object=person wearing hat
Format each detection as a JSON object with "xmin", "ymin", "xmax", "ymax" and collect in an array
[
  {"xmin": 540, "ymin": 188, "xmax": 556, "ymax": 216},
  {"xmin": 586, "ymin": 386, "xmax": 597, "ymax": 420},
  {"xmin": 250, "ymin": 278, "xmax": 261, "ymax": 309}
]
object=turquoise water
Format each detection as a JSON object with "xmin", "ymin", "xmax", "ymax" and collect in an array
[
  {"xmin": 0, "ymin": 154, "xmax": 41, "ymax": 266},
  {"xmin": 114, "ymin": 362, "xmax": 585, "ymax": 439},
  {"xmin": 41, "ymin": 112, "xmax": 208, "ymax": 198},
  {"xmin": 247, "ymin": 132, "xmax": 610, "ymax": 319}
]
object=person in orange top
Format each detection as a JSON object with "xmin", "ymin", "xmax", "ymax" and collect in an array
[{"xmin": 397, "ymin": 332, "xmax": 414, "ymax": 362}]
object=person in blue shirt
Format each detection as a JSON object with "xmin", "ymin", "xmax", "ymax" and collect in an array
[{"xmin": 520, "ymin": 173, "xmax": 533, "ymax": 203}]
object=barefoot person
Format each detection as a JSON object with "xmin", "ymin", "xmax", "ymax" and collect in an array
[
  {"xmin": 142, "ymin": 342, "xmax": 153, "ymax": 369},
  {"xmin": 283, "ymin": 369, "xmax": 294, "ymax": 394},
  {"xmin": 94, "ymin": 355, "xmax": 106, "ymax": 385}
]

- _Direction_: Format the lines above as a numbered list, leaving out any blank lines.

- _Result of the exercise_:
1. object=person wearing hat
2. Format each detection as a JSON object with "xmin", "ymin", "xmax", "ymax" and collect in an array
3. [
4.   {"xmin": 540, "ymin": 188, "xmax": 556, "ymax": 216},
5.   {"xmin": 586, "ymin": 386, "xmax": 597, "ymax": 420},
6.   {"xmin": 250, "ymin": 278, "xmax": 261, "ymax": 309}
7. ]
8. object=turquoise water
9. Format each detection as a JSON object with "xmin", "ymin", "xmax", "ymax" and collect in an array
10. [
11.   {"xmin": 0, "ymin": 154, "xmax": 41, "ymax": 266},
12.   {"xmin": 114, "ymin": 362, "xmax": 585, "ymax": 439},
13.   {"xmin": 41, "ymin": 112, "xmax": 208, "ymax": 198},
14.   {"xmin": 247, "ymin": 132, "xmax": 610, "ymax": 319}
15. ]
16. object=person in orange top
17. Format each detection as a JSON object with "xmin", "ymin", "xmax", "ymax" and collect in an array
18. [{"xmin": 397, "ymin": 332, "xmax": 414, "ymax": 362}]
19. object=person in blue shirt
20. Format each detection as a JSON object with "xmin", "ymin", "xmax", "ymax" and collect in an array
21. [{"xmin": 520, "ymin": 173, "xmax": 533, "ymax": 203}]
22. object=barefoot person
23. Format each detection as a JSON object with "xmin", "ymin", "xmax", "ymax" and collect in an array
24. [
25.   {"xmin": 142, "ymin": 342, "xmax": 153, "ymax": 369},
26.   {"xmin": 283, "ymin": 369, "xmax": 294, "ymax": 394},
27.   {"xmin": 94, "ymin": 355, "xmax": 106, "ymax": 385}
28. ]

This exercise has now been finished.